→ **Instruction**
How many lines in the material below contain the string "person"? Reply with the number only.
--
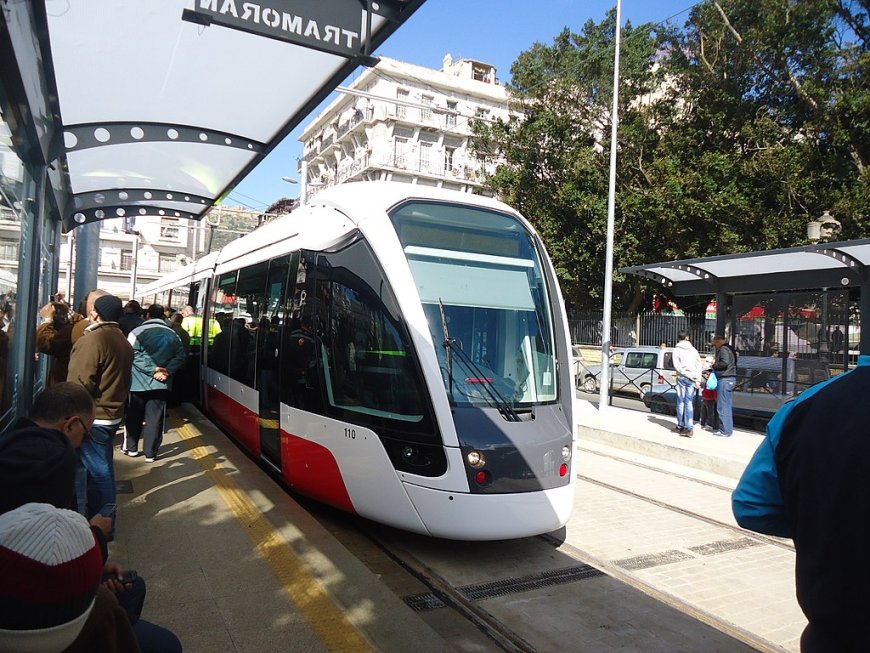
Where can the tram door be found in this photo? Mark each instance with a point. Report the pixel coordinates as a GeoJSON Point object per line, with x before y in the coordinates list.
{"type": "Point", "coordinates": [268, 357]}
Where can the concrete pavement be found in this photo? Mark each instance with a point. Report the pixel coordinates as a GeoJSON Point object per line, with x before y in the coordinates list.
{"type": "Point", "coordinates": [650, 435]}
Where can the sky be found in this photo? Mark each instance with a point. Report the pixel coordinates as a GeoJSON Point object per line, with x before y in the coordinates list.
{"type": "Point", "coordinates": [494, 31]}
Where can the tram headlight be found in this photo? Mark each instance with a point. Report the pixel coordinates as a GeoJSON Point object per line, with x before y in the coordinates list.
{"type": "Point", "coordinates": [476, 459]}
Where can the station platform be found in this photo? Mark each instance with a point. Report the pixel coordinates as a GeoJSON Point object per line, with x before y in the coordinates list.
{"type": "Point", "coordinates": [649, 435]}
{"type": "Point", "coordinates": [234, 564]}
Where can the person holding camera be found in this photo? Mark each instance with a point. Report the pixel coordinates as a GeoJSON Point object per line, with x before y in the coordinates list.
{"type": "Point", "coordinates": [54, 337]}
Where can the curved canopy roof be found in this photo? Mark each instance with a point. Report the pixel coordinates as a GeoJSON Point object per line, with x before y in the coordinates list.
{"type": "Point", "coordinates": [166, 105]}
{"type": "Point", "coordinates": [825, 265]}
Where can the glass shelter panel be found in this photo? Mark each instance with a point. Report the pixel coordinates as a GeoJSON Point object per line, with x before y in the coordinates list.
{"type": "Point", "coordinates": [14, 181]}
{"type": "Point", "coordinates": [788, 342]}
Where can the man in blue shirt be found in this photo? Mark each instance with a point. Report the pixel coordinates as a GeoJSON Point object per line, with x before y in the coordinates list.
{"type": "Point", "coordinates": [810, 480]}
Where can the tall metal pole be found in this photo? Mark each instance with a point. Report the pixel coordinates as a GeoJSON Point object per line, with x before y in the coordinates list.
{"type": "Point", "coordinates": [604, 397]}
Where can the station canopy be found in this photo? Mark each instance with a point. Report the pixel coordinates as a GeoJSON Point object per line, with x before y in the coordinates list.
{"type": "Point", "coordinates": [167, 104]}
{"type": "Point", "coordinates": [825, 265]}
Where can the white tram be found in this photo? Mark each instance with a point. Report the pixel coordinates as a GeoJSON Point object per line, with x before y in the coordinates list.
{"type": "Point", "coordinates": [396, 351]}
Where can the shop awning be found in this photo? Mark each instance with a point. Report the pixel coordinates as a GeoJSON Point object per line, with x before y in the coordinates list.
{"type": "Point", "coordinates": [165, 105]}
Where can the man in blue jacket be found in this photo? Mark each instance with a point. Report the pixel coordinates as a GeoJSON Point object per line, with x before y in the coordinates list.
{"type": "Point", "coordinates": [809, 480]}
{"type": "Point", "coordinates": [158, 354]}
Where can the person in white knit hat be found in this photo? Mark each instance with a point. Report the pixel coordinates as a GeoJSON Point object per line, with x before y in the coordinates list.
{"type": "Point", "coordinates": [50, 568]}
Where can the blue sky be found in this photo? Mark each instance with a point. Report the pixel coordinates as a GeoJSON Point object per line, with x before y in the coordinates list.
{"type": "Point", "coordinates": [495, 31]}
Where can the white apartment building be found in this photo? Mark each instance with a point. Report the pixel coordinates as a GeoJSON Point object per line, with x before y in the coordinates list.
{"type": "Point", "coordinates": [403, 122]}
{"type": "Point", "coordinates": [148, 249]}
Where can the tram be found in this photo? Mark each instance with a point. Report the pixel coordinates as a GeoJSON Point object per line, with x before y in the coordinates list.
{"type": "Point", "coordinates": [395, 351]}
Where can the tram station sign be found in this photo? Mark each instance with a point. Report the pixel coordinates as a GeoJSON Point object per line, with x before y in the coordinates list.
{"type": "Point", "coordinates": [336, 26]}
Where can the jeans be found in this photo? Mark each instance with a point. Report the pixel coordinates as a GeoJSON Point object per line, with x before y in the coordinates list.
{"type": "Point", "coordinates": [724, 402]}
{"type": "Point", "coordinates": [685, 403]}
{"type": "Point", "coordinates": [148, 407]}
{"type": "Point", "coordinates": [97, 456]}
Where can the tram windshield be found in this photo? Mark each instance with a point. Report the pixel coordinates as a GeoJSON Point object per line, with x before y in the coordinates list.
{"type": "Point", "coordinates": [479, 277]}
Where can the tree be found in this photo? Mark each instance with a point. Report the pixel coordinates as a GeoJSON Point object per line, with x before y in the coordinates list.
{"type": "Point", "coordinates": [734, 132]}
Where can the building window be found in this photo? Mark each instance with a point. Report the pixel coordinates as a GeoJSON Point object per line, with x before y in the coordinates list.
{"type": "Point", "coordinates": [9, 251]}
{"type": "Point", "coordinates": [126, 259]}
{"type": "Point", "coordinates": [426, 112]}
{"type": "Point", "coordinates": [450, 118]}
{"type": "Point", "coordinates": [449, 159]}
{"type": "Point", "coordinates": [425, 151]}
{"type": "Point", "coordinates": [167, 263]}
{"type": "Point", "coordinates": [400, 152]}
{"type": "Point", "coordinates": [169, 229]}
{"type": "Point", "coordinates": [401, 109]}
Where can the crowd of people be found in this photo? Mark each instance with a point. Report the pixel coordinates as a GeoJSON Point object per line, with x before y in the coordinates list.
{"type": "Point", "coordinates": [111, 364]}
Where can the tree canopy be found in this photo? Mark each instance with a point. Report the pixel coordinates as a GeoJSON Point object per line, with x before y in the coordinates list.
{"type": "Point", "coordinates": [735, 130]}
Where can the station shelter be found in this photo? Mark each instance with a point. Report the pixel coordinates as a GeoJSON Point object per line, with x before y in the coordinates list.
{"type": "Point", "coordinates": [793, 315]}
{"type": "Point", "coordinates": [122, 108]}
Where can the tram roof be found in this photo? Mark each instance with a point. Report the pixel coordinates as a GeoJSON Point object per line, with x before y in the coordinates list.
{"type": "Point", "coordinates": [825, 265]}
{"type": "Point", "coordinates": [165, 106]}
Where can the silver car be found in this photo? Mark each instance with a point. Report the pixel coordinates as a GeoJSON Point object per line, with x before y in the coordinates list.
{"type": "Point", "coordinates": [633, 370]}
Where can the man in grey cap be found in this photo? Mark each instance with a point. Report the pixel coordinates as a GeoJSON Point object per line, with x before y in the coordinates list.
{"type": "Point", "coordinates": [101, 361]}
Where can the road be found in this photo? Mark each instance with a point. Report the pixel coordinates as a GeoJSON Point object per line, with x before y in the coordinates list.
{"type": "Point", "coordinates": [650, 561]}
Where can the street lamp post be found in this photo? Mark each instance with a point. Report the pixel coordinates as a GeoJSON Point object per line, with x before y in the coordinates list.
{"type": "Point", "coordinates": [604, 396]}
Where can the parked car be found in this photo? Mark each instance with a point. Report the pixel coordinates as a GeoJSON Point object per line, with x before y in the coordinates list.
{"type": "Point", "coordinates": [578, 364]}
{"type": "Point", "coordinates": [634, 370]}
{"type": "Point", "coordinates": [760, 391]}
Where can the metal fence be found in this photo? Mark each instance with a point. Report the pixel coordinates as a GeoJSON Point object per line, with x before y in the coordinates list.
{"type": "Point", "coordinates": [641, 329]}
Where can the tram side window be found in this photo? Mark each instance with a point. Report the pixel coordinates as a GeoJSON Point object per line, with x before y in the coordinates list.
{"type": "Point", "coordinates": [245, 314]}
{"type": "Point", "coordinates": [221, 312]}
{"type": "Point", "coordinates": [366, 365]}
{"type": "Point", "coordinates": [300, 386]}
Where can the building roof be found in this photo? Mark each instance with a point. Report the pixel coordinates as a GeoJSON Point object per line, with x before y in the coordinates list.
{"type": "Point", "coordinates": [413, 75]}
{"type": "Point", "coordinates": [165, 106]}
{"type": "Point", "coordinates": [826, 265]}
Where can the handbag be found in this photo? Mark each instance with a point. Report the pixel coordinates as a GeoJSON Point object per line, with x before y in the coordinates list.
{"type": "Point", "coordinates": [712, 381]}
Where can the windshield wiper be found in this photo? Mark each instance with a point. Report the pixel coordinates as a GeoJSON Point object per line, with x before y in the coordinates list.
{"type": "Point", "coordinates": [448, 348]}
{"type": "Point", "coordinates": [488, 385]}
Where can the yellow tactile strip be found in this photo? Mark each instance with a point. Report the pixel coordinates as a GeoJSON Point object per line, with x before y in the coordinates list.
{"type": "Point", "coordinates": [306, 591]}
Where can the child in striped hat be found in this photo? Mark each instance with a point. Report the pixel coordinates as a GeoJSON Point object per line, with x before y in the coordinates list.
{"type": "Point", "coordinates": [50, 568]}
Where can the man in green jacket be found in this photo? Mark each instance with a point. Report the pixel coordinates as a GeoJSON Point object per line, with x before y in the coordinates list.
{"type": "Point", "coordinates": [158, 354]}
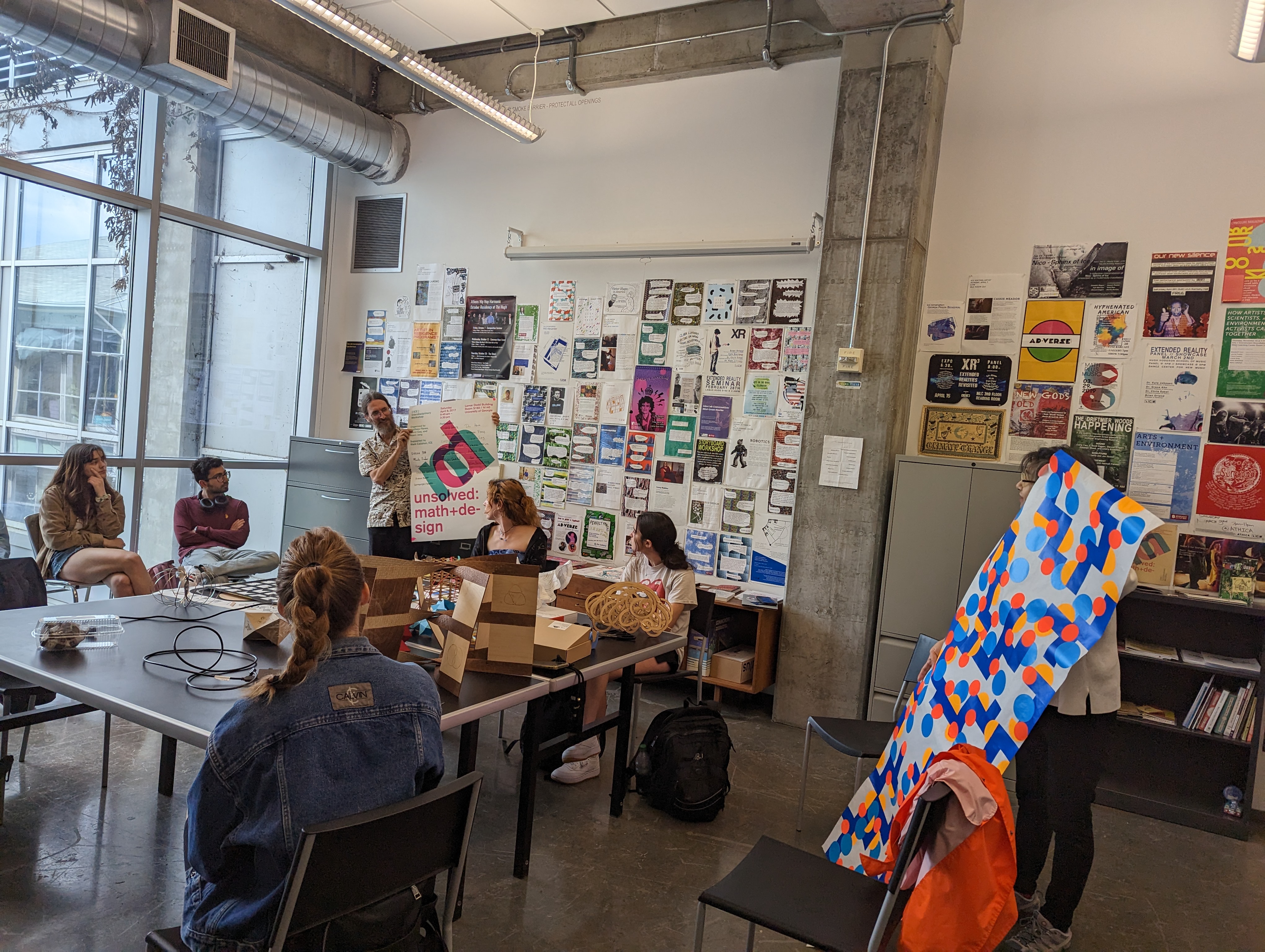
--
→ **Correct result**
2